_Goal of the exercise_
Rewrite everything from the line containing "In this exercise you will annotate each instance of the rock" down through the end of the entries, replacing "person's" with "pedestrian's" and leaving all else unchanged. Omit the pictures from your output.

_Records_
======
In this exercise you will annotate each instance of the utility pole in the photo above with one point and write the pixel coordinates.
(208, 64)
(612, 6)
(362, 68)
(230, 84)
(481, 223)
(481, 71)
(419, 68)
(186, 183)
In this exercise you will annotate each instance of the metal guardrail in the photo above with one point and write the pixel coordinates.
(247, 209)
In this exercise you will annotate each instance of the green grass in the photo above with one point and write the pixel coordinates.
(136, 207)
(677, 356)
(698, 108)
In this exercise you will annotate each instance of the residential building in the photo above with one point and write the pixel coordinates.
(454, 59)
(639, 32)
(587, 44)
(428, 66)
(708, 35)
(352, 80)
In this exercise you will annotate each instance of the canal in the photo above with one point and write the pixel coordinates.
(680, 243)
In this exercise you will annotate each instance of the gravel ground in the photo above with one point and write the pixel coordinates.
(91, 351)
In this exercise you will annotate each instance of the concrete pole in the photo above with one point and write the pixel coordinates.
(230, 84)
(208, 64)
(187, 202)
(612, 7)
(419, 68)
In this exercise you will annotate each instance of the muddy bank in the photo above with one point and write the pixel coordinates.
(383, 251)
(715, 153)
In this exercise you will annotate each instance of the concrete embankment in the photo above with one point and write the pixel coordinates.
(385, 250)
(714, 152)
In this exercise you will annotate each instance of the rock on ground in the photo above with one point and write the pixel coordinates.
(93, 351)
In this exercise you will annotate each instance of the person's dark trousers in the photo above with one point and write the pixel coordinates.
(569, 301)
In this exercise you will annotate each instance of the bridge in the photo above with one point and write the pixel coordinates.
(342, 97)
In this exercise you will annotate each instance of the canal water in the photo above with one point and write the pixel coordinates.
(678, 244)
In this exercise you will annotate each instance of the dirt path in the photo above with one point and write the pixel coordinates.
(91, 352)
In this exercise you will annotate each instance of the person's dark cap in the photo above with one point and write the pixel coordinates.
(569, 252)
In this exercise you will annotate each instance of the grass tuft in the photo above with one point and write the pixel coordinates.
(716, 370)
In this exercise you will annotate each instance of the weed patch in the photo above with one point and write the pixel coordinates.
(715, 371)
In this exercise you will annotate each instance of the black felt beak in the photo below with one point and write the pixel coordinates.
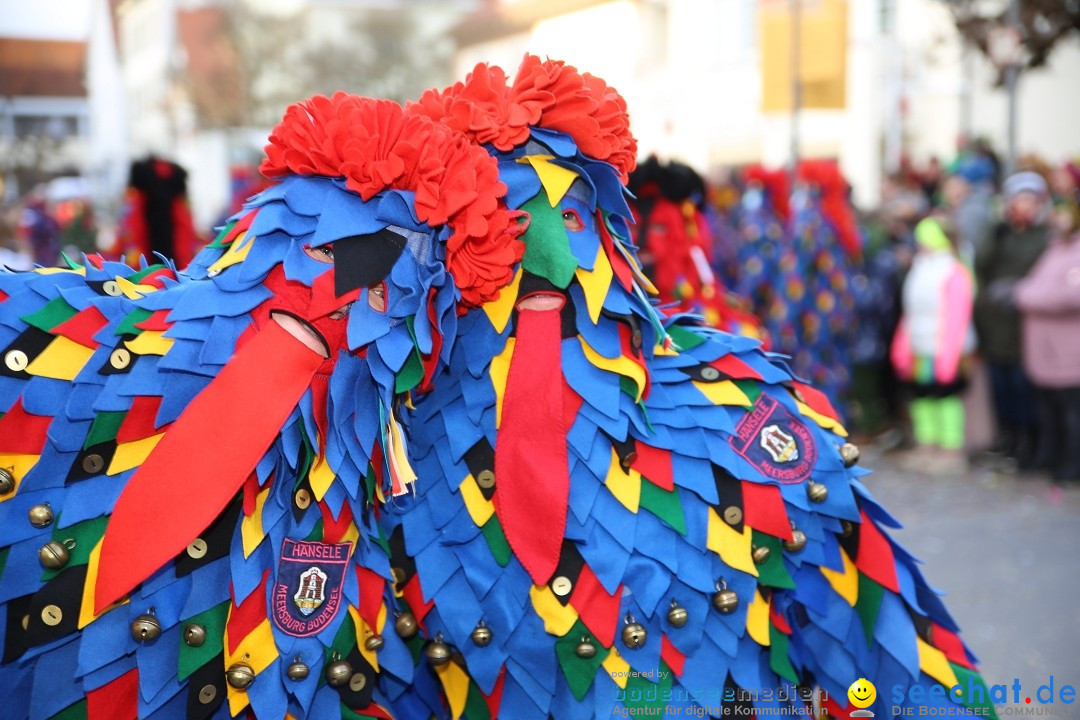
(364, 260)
======
_Reply to the task_
In this exercise you will annotate each instance of the rock on ground in the photo above with one point and write the pixel coordinates.
(93, 351)
In this exercise you will annotate each instance of the pedestrian's dark trousers in the photo above with one point and write the pixel coordinates.
(569, 301)
In this exercise you will annotate each instance of the bridge in the photo above with one point and write the pixel coordinates.
(342, 97)
In this exercise you will annotate each instance of the canal water in the photo above with one point and write the pixel coordinates.
(678, 244)
In this exercise you will annotate each instance of the dirt path in the photo above with one point and write the pixel coordinates.
(91, 352)
In this exercise you will annotate each instance of the pedestrian's dark cap in the photo above with one point and write the pixel coordinates.
(569, 252)
In this exercise you will annotate each instance of the grass tuft in the photo above with one point and write the pixel coordinates.
(716, 370)
In this exercise you will annotate each instance of the weed patch in the photo above with one point and write the pixel coordinates.
(715, 371)
In this exercise you will annotate each instance of the black felt beak in the photo below with one point and write the pixel coordinates.
(364, 260)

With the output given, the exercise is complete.